## Data listing
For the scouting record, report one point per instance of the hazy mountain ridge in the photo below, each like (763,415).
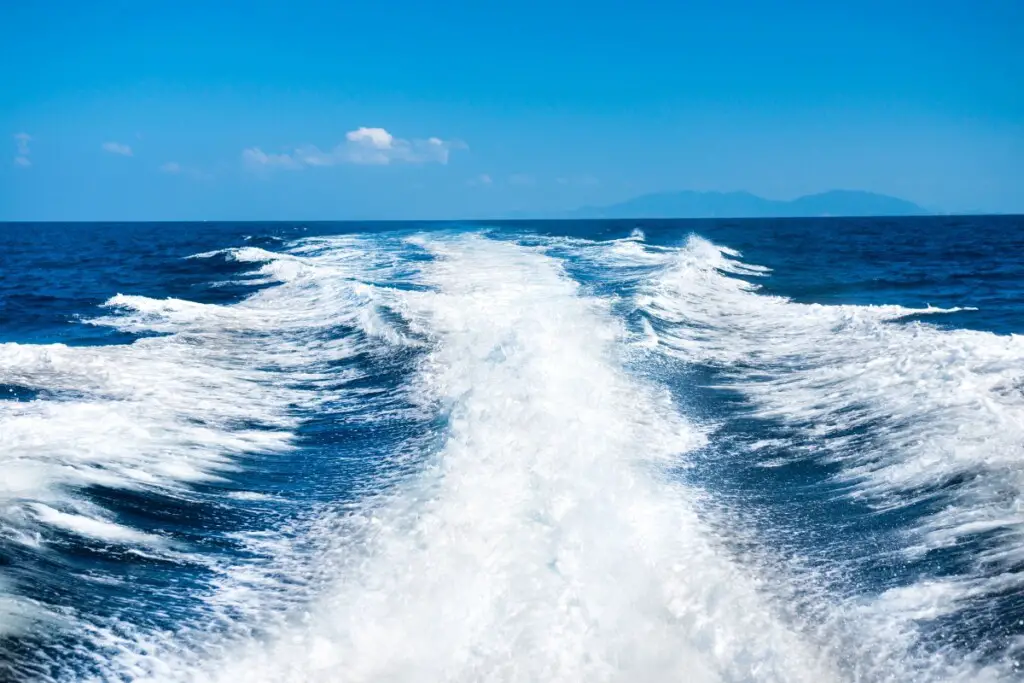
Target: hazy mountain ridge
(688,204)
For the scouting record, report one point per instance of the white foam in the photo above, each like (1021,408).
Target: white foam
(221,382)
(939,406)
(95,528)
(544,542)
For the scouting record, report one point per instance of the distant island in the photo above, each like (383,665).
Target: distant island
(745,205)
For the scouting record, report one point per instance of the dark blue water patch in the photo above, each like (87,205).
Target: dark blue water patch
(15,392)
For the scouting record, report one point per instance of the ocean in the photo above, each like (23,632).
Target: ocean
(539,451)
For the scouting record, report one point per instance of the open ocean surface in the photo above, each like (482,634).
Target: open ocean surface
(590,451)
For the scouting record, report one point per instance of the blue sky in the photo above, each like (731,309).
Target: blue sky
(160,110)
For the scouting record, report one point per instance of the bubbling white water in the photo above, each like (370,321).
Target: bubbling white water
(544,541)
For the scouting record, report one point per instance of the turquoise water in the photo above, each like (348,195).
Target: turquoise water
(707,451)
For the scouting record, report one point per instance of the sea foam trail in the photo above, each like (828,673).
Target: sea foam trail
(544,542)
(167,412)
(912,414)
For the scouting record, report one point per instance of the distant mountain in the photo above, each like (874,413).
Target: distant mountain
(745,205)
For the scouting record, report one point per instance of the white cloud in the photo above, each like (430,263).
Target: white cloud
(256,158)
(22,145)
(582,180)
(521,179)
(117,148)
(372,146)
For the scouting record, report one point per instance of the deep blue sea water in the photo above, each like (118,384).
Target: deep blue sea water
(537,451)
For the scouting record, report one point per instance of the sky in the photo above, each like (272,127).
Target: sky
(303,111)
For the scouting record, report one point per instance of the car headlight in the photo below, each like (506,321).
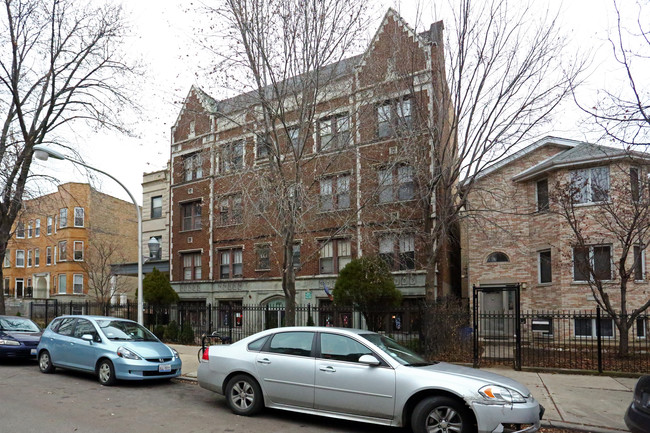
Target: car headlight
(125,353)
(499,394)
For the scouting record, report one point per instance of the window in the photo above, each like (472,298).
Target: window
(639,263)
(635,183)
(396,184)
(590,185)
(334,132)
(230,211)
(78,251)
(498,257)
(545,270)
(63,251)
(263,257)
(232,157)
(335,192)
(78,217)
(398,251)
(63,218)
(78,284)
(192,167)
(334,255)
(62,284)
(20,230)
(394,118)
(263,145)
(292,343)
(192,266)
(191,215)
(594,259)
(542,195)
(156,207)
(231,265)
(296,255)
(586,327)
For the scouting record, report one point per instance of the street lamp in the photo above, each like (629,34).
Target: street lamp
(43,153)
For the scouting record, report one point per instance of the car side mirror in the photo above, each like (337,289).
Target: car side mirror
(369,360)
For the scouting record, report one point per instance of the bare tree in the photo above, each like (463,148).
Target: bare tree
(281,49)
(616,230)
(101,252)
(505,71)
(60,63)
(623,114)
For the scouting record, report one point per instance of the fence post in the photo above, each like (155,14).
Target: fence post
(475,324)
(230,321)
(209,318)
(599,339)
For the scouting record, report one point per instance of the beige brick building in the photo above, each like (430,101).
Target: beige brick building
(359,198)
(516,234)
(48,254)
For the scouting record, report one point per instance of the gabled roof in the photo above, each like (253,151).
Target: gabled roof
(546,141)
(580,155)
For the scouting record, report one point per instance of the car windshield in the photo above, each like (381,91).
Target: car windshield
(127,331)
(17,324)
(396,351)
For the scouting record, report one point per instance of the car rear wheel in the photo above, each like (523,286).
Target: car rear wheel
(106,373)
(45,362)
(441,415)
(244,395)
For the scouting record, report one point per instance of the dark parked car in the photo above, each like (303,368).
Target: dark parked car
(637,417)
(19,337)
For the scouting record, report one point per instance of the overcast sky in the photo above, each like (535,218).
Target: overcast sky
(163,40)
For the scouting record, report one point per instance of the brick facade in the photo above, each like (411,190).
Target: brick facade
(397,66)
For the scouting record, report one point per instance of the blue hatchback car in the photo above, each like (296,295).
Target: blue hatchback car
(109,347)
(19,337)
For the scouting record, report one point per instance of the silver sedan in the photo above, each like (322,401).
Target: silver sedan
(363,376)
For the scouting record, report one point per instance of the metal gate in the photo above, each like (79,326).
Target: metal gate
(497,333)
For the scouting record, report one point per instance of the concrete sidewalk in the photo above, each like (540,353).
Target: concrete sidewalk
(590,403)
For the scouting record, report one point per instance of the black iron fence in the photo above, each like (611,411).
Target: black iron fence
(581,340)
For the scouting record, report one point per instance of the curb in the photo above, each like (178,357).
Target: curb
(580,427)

--

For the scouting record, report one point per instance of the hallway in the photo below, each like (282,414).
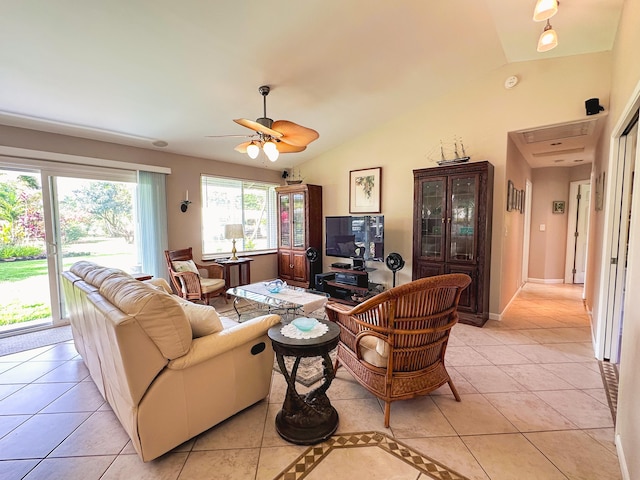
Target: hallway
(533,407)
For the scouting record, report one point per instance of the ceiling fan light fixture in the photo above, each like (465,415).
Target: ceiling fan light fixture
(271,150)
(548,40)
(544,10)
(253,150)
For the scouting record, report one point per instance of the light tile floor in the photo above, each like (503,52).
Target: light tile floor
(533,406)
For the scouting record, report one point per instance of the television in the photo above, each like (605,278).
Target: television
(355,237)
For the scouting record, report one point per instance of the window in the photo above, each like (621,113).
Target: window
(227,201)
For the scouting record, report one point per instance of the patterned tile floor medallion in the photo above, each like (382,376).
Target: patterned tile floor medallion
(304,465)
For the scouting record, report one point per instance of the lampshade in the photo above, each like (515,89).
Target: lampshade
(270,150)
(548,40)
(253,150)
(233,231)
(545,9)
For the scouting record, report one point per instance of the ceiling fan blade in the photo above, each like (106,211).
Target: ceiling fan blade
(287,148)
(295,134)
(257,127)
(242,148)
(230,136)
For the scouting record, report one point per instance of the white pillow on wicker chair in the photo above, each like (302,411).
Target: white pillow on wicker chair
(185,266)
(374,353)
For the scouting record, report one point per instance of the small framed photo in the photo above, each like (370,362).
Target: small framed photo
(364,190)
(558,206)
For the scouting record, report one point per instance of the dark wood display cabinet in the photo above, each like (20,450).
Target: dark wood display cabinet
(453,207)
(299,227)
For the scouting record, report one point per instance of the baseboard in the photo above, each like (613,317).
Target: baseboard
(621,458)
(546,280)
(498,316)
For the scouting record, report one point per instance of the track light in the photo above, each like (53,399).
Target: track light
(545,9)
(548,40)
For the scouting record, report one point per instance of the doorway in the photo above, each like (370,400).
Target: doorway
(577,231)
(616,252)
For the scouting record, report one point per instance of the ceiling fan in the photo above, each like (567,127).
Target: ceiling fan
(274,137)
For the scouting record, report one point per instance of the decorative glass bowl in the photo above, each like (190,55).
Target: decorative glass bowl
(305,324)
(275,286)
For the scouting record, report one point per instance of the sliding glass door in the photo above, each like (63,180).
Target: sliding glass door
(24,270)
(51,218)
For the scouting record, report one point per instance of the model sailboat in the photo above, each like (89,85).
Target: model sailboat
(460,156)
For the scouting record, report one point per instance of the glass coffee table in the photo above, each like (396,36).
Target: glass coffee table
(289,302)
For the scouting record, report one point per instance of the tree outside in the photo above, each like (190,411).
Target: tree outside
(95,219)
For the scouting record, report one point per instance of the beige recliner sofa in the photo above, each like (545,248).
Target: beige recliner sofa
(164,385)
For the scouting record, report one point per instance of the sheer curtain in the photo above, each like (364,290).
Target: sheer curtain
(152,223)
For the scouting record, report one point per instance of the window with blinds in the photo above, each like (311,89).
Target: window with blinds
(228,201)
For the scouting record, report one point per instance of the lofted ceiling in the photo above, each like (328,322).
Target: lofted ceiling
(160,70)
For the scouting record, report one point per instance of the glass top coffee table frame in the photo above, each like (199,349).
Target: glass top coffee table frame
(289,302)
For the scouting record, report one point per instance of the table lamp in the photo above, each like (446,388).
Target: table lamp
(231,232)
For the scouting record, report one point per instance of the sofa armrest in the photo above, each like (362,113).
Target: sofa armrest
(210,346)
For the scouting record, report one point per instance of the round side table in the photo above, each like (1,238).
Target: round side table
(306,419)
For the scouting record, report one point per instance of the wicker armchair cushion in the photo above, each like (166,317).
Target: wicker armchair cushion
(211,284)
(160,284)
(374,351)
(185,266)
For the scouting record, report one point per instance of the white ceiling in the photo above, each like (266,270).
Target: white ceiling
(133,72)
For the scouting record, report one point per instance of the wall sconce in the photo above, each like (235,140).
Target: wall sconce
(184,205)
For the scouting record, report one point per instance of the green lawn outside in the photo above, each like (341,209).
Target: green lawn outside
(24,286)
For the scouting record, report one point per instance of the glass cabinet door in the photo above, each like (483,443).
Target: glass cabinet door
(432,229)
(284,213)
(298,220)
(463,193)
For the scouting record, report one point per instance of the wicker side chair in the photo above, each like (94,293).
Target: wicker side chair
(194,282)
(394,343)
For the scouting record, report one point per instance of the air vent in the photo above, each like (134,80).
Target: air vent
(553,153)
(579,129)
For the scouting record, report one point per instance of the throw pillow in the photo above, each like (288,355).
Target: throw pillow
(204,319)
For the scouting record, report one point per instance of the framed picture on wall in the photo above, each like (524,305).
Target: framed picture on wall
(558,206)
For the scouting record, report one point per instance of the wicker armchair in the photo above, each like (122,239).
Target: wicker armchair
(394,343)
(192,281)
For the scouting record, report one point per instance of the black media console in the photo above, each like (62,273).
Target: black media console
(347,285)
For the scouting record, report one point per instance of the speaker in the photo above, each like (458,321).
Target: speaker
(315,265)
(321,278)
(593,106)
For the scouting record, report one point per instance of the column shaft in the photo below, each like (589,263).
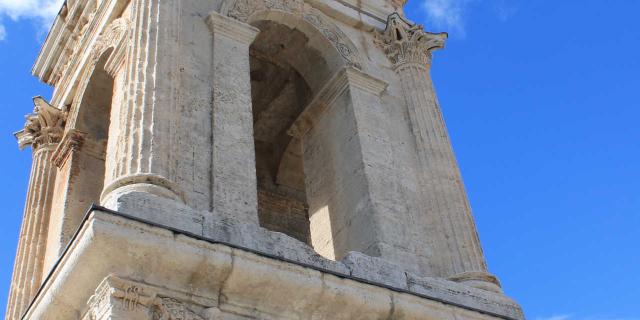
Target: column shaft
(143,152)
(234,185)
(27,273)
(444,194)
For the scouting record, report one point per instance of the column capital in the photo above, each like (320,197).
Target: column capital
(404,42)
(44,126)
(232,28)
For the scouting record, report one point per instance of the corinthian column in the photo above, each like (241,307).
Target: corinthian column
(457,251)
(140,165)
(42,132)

## Exercise goal
List every line of the items above that contains the string "roof", matching case exactly.

## Full solution
For the scouting record, report one point per instance of the gabled roof in the photo above, each like (253,151).
Target: gabled roof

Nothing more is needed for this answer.